Reproduce every row below verbatim and omit the pictures.

┌─ Exercise materials

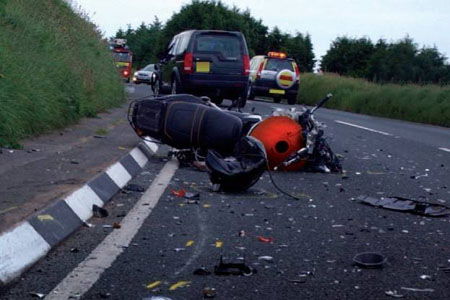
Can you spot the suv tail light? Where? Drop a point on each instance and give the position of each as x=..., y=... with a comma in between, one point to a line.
x=188, y=64
x=246, y=61
x=258, y=73
x=297, y=72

└─

**Worked solution**
Can you spot the suv tail light? Where? Drop a point on each instance and give the position of each as x=..., y=... with a comma in between, one point to a line.
x=188, y=64
x=246, y=61
x=258, y=73
x=297, y=72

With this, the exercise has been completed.